Program provides entrepreneurial power to students

About eight months ago, University of Western Ontario student Saumya Krishna was awarded $25,000 to attend a summer-long program, partner with three fellow – yet unknown – undergrads from across the country and told to launch a business with $50,000 by the end of the summer.

No problem, right?

Part of a elite group of some of the top undergrad minds in the country, Krishna was selected for the inaugural Next 36 program, a exhausting bootcamp of sorts meant to help launch the careers of Canada’s most promising and innovative students. While the program actually began for the health sciences student in January, it meant numerous conference calls and e-mails with her team – which included students from the universities of Waterloo, Toronto and British Columbia – while still wrapping up her second-year work at Western.

“I think for all of us it was a balancing act,” says Krishna, one of five Western students selected for the program. The other students included Danish Ajmeri (social science), Nadeem Nathoo (Huron University College), Ronen Benin (Richard Ivey School of Business) and Holly Smith (Schulich School of Medicine & Dentistry).

The creation of four Toronto business people, including Western graduate Tim Hodgson, Next 36 provides key resources to young entrepreneurs with great ambitions, including faculty and business mentors, 180 hours of instruction and other resources to conceive and launch their business.

The Next 36 is based on the success of a course taught by volunteer professor and efficacious entrepreneur Reza Satchu, whose course, Economics of Entrepreneurship, rated tops out of 400 undergraduate courses at the University of Toronto for six years running.

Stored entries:
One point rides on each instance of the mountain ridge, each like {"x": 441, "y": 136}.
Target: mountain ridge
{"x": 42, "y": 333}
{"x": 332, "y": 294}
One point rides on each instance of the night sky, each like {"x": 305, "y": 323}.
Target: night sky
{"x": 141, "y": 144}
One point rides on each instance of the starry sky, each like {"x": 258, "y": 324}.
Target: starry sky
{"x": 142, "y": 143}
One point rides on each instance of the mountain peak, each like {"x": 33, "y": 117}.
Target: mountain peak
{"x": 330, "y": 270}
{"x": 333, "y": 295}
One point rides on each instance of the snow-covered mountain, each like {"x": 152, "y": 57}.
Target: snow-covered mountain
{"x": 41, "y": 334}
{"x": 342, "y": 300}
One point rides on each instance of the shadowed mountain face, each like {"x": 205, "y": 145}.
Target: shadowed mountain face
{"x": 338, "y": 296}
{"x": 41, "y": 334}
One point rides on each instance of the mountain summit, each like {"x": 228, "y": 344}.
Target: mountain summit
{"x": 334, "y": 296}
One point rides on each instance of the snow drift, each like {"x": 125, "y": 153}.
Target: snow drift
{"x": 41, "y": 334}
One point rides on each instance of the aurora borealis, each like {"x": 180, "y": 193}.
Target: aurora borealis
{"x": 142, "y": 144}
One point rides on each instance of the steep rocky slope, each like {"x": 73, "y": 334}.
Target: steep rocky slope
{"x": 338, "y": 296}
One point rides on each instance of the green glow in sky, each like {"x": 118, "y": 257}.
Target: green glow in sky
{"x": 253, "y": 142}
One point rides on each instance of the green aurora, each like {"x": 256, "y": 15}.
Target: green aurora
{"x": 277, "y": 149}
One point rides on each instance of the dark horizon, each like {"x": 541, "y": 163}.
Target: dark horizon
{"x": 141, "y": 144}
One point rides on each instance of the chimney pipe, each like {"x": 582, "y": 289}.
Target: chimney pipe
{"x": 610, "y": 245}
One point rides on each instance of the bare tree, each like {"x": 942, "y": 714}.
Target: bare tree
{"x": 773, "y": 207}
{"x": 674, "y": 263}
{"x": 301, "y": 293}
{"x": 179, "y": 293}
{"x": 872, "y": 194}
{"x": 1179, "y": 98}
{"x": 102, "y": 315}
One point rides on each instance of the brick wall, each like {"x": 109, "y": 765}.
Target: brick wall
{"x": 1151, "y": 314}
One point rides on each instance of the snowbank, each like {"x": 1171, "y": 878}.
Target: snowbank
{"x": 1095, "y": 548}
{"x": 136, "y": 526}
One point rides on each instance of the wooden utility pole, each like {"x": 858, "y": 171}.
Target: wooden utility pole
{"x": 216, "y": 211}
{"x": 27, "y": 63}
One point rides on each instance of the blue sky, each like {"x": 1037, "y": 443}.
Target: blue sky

* [Exercises to complete]
(a) Repeat the Next 36 article word for word, starting with "Part of a elite" and going on through "Medicine & Dentistry).".
(b) In the Next 36 article, what was the name of the course taught by Reza Satchu?
(c) Write the next part of the article about the Next 36 program, picking up right after its final sentence.

* [Exercise results]
(a)
Part of a elite group of some of the top undergrad minds in the country, Krishna was selected for the inaugural Next 36 program, a exhausting bootcamp of sorts meant to help launch the careers of Canada’s most promising and innovative students. While the program actually began for the health sciences student in January, it meant numerous conference calls and e-mails with her team – which included students from the universities of Waterloo, Toronto and British Columbia – while still wrapping up her second-year work at Western.

“I think for all of us it was a balancing act,” says Krishna, one of five Western students selected for the program. The other students included Danish Ajmeri (social science), Nadeem Nathoo (Huron University College), Ronen Benin (Richard Ivey School of Business) and Holly Smith (Schulich School of Medicine & Dentistry).

(b) Economics of Entrepreneurship

(c)
The idea is to define and tackle problems by pushing students out of their comfort zone and fundamentally alter their self-perception and goals – which is exactly what happened, Krishna says.

“I was always interested in business from a young age but growing up I never really pursued it,” she says. “When I heard about this opportunity I felt it was the perfect time to see entrepreneurship was really like and figured it would be a great learning opportunity.

“I wanted to learn as much as possible, challenge myself and meet some great people in the process. The program really challenged me in ways I did not anticipate. I was thinking I would just learn about entrepreneurship, about business, but I went through a lot of personal growth in the process. It really does push you out of your comfort zone.”

This year, Western has joined the Next 36 program as an academic partner, looking to introduce even more students to this amazing opportunity.

“Western students did exceptionally well in last year’s inaugural Next 36 competition, with five of our own earning a coveted spot to participate in this unique leadership development opportunity,” says Amit Chakma, Western president. “Inspired by that success, we have joined forces this year with McGill and the University of Toronto to help raise awareness of the program on our campus and to encourage more of our top students who have entrepreneurial aspirations to apply.”

Krishna’s group worked hard on this year’s focus – the creation of a mobile or tablet venture. Their app, targeting those who want to get fit, but lack motivation, provides people with the incentive to walk, run or bike more through rewards from favourite retailers and restaurants.
“What we learned was that entrepreneurship is not simply about creating businesses and organizations, it is a mindset,” Krishna says. “Put yourself in positions where you could fail and learn from it. Being an entrepreneur you need to get used to the idea failing and be comfortable with that. If you have the idea and have the guts to do something about it, then you’re being an entrepreneur.”

Krishna says there was no “cookie-cutter formula” for success for the 36 students involved. The different personalities, experiences and mindsets were what added so much to the program.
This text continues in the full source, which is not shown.